- [Exercise set]
1. List every component of palliative care that the text below on palliative care names in its definition.
2. Translate this sentence from the palliative care text below into Spanish: "They work to integrate palliative knowledge and expertise in today’s healthcare organisations."
3. Carry on the text below about palliative care from its last sentence.

- [Text block]
Do you think about death or dying? Are you worried about what your final moments in life will be like in case your death is not sudden? What if we were ensured a dignified death, regardless of whether it happens at home or in the hospital? Although this is currently not the case for everyone, the development is heading in that direction.
“Everyone dies, so really, everyone who dies an expected death to should receive some form of palliative care”, says Carl Johan Fürst, Professor of Palliative Medicine.
Palliative care – or end-of-life- care – includes respectful treatment, support for the patient’s family, knowledge about pain and other symptom relief, as well as knowledge on how, as a healthcare professional, to conduct a dialogue with patients about what they want their experience to be.
In Sweden, palliative care began expanding in the 1980s with a focus on independent hospices as places where patients could receive good care. Many of the first hospice patients had cancer, as their diseases and symptoms made them suitable for this type of care.
“Many people still think that way”, says Carl Johan Fürst, “but if all you have is a few hospices with space for dozens of cancer patients, what do you do with all the other patients?”
At the Palliative Institute in Lund, Carl Johan Fürst and his colleagues build on the positive experiences of hospice care. They work to integrate palliative knowledge and expertise in today’s healthcare organisations.
“By having a positive experience of the events surrounding the death of a loved one we would not need to fear the healthcare aspect of death.”
“At a modern hospital, such as the University Hospital in Liverpool, there is an incorporated palliative care unit including a consulting team for the entire hospital. This is perhaps the way it should be in hospitals today”, says Carl Johan Fürst.
“The same considerations must be applied to municipal nursing homes, where many elderly and seriously ill are cared for”, continues Carl Johan Fürst. “Although many of them pass away rather quietly, and with good support, they must be able to receive help in case of a problem.”

- [Data extracts]

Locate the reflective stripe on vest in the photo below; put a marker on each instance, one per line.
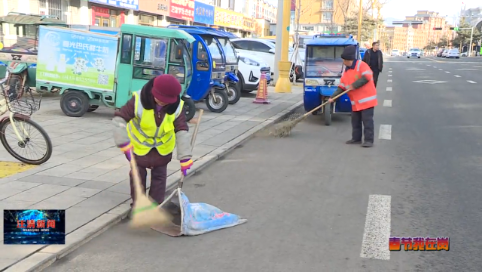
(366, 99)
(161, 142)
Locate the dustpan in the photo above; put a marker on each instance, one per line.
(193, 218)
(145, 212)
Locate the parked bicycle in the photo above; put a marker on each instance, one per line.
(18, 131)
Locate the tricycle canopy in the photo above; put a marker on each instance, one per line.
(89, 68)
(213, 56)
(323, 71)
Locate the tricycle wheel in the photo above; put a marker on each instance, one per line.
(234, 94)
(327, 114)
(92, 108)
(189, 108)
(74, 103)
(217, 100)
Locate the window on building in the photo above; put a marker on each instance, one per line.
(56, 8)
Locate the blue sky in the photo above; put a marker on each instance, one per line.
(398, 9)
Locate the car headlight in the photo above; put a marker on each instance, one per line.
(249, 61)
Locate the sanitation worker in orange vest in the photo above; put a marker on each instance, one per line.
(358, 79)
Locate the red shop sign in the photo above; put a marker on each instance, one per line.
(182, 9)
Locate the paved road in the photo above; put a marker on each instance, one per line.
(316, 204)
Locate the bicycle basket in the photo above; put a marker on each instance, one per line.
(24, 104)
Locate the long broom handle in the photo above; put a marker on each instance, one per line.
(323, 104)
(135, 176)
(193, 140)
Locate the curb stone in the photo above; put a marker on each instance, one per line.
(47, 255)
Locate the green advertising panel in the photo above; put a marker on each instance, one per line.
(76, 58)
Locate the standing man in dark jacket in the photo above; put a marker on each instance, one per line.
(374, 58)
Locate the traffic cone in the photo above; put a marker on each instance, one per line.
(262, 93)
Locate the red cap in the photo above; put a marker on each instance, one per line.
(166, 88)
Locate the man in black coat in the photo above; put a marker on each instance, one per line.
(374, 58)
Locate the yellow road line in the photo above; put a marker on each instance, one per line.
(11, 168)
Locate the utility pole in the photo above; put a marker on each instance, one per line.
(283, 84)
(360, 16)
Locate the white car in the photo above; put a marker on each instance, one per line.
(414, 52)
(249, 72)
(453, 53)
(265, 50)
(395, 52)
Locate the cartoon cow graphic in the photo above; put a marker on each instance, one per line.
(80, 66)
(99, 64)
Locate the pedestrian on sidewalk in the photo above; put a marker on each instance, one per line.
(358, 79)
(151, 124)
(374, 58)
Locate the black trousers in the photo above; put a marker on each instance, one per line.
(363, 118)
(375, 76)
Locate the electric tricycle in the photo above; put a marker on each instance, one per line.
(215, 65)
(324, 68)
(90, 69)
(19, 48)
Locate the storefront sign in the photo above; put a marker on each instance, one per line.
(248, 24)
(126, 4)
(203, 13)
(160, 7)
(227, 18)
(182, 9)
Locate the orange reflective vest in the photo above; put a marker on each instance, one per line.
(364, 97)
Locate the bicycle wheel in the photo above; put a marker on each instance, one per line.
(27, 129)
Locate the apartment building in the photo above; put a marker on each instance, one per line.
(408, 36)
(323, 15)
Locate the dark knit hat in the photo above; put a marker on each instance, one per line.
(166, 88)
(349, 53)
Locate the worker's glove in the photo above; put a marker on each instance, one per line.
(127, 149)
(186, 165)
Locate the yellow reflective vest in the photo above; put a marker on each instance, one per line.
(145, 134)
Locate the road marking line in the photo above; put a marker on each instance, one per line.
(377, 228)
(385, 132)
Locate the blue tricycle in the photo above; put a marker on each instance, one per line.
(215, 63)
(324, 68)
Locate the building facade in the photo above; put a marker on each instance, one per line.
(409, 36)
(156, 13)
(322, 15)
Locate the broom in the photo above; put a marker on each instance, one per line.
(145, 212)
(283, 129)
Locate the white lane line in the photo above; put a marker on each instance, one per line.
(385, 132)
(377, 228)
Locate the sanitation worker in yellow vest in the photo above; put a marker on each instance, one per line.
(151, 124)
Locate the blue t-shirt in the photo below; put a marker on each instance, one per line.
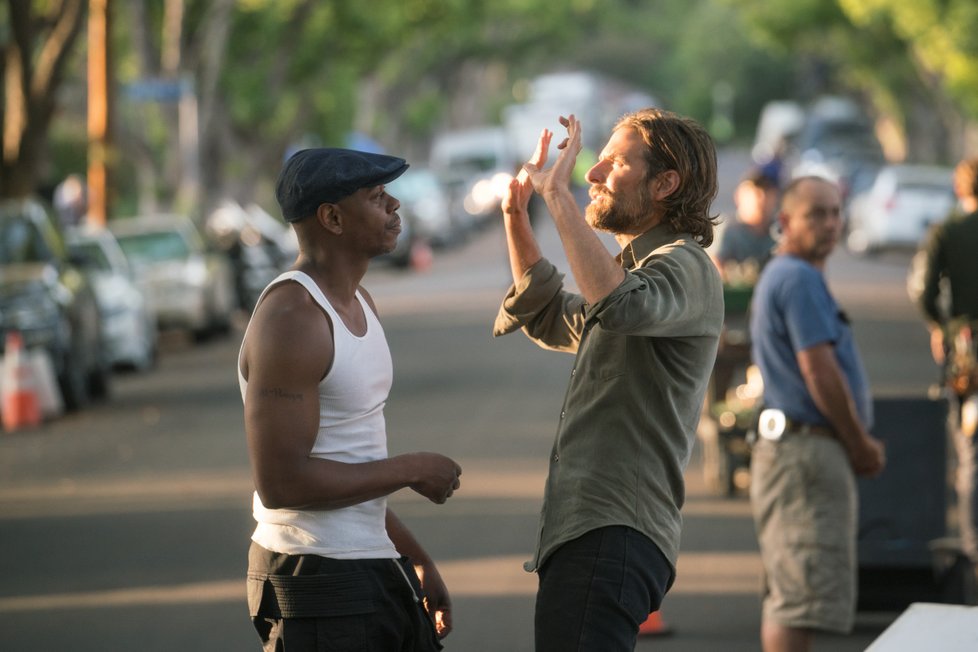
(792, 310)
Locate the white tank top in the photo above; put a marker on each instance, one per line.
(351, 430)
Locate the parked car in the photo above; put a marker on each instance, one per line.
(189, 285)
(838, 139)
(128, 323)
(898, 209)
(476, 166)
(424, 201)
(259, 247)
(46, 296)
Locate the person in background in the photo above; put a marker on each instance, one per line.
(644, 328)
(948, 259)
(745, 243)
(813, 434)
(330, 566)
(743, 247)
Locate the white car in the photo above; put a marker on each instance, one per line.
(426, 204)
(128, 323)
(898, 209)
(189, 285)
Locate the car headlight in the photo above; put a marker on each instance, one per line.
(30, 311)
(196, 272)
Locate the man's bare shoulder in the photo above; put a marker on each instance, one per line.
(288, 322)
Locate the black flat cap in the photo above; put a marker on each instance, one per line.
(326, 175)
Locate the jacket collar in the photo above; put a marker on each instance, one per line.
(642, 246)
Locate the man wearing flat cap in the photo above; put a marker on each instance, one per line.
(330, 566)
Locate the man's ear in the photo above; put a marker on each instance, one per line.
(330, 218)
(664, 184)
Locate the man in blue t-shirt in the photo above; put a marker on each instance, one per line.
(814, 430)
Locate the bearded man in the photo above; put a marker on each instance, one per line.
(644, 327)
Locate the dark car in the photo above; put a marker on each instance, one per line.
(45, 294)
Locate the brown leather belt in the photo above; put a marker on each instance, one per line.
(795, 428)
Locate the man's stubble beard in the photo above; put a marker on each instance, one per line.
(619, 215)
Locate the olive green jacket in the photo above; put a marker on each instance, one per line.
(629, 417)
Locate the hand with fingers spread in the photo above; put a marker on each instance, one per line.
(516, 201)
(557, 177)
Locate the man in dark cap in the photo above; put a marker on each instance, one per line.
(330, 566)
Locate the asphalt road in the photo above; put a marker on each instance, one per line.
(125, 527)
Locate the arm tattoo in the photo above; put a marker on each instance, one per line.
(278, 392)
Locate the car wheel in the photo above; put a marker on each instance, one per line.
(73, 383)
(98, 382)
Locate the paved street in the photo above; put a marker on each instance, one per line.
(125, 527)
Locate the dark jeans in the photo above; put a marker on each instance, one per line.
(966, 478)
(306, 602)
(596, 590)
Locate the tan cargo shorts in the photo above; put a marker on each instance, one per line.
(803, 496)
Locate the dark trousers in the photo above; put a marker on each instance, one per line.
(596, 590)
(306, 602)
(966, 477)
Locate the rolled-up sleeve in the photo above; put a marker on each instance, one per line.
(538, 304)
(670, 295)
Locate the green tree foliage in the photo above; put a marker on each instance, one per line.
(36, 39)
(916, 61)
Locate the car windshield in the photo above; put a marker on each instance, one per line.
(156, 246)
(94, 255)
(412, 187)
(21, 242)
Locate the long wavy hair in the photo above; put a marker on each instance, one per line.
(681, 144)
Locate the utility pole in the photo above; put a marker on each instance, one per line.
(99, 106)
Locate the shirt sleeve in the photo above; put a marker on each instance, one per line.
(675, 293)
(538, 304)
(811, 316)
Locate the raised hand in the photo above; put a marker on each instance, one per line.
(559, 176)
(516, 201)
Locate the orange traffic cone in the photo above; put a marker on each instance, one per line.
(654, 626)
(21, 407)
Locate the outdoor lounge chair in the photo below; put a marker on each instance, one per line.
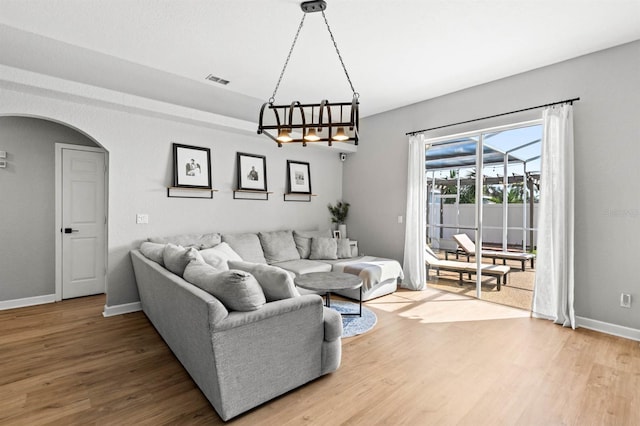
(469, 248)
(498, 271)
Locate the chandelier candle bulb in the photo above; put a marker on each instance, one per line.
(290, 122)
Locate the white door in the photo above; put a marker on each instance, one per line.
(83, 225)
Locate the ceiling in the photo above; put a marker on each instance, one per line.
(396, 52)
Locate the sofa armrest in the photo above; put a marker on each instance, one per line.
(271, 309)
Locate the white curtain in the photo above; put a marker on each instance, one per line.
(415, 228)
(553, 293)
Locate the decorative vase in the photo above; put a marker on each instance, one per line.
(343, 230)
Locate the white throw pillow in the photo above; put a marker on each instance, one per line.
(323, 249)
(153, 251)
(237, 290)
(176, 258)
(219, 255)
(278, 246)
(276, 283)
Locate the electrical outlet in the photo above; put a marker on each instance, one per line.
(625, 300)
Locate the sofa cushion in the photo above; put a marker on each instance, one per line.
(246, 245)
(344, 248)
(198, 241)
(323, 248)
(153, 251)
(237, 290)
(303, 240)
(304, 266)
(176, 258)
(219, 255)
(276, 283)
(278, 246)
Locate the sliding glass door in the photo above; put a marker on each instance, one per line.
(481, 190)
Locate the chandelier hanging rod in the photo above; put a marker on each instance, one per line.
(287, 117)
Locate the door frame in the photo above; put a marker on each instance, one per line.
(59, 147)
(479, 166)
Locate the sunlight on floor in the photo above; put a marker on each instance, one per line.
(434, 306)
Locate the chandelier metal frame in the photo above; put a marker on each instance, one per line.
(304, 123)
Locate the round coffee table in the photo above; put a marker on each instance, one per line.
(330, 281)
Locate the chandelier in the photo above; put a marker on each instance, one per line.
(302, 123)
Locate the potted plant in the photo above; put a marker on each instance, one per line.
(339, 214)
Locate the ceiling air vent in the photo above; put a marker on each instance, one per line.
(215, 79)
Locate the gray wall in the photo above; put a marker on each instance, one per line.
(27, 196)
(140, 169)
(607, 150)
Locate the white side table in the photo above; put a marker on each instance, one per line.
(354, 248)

- [Results of the exercise]
1.
- Respectful treatment
- Support for the patient's family
- Knowledge about pain and other symptom relief
- Knowledge on how, as a healthcare professional, to conduct a dialogue with patients about what they want their experience to be

2. Trabajan para integrar el conocimiento y la experiencia paliativos en las organizaciones sanitarias actuales.

3.
The idea is that those in need are to receive specialist palliative care from a so-called ASIH team (advanced healthcare at home). Doctors and nurses within ASIH would make house calls and, together with the staff, identify the problems and the support that is needed. Similarly, the ASIH team could provide support to those who choose to receive end-of-life care at home, to their loved ones, and to other home care providers, such as district nurses.
CARL JOHAN FÜRST considers it to be a positive development. More and more people want to be cared for at home and the need for hospice places decreases. Home nursing is currently expanding, through ASIH and in other forms. Central to the Palliative Care Institute is to ensure sufficient knowledge among those who work with dying patients. The focus is currently on providing special training for doctors on how to talk to their patients and deliver bad news about the diagnosis, prognosis and other difficult information. However, according to Carl Johan Fürst, the goal is for palliative care to become a compulsory component of the study programmes in both nursing and medicine.
“If palliative care is included in all places – hospitals, nursing homes, and in the patients’ own homes – support will no longer only be available to people with cancer, but to all patients”, says Carl Johan Fürst.
A future challenge is how to ensure sufficient resources for all nursing and care. Carl Johan Fürst believes that various forms of volunteer assistance will be required to support our healthcare system.
“Volunteers are common in palliative care in many countries, but in Sweden this is not really in our tradition. However, we will need to increase our volunteer efforts also when it comes to end-of-life care. We must somehow include it as a complement, and consider it an asset.”
With a significant increase in at-home care and in the number of volunteers, Carl Johan Fürst hopes that dying, grief and suffering will become a more integrated part of our lives.
“I believe it is healthy to keep death and misery at a distance, but I also think it is healthy to talk about it. The experience we have when our loved ones die may also have a significant impact on our faith in the healthcare system, our own sense of security and the thought of dying. By having a positive experience of the events surrounding the death of a loved one we would not need to fear the healthcare aspect of death.”
Text: Pia Romare
Photo: Peter Frodin
The Palliative Care Institute
The Palliative Care Institute is part of Lund University and Region Skåne. Its remit includes research, development and education in both general and specialised palliative care. Its activities are based on the needs of the patients and their loved ones, regardless of diagnosis, age, background or where the patient is cared for.
Read more on here.
Palliative care specialises in managing pain, nausea and other symptoms, as well as meeting the psychological and spiritual needs of the patient and their loved ones. The care focuses on supporting the patient’s quality of life in the final stages of life. In Sweden, specialist palliative care is performed in special care units, sometimes referred to as hospice, and in the form of advanced medical care in the home (ASIH).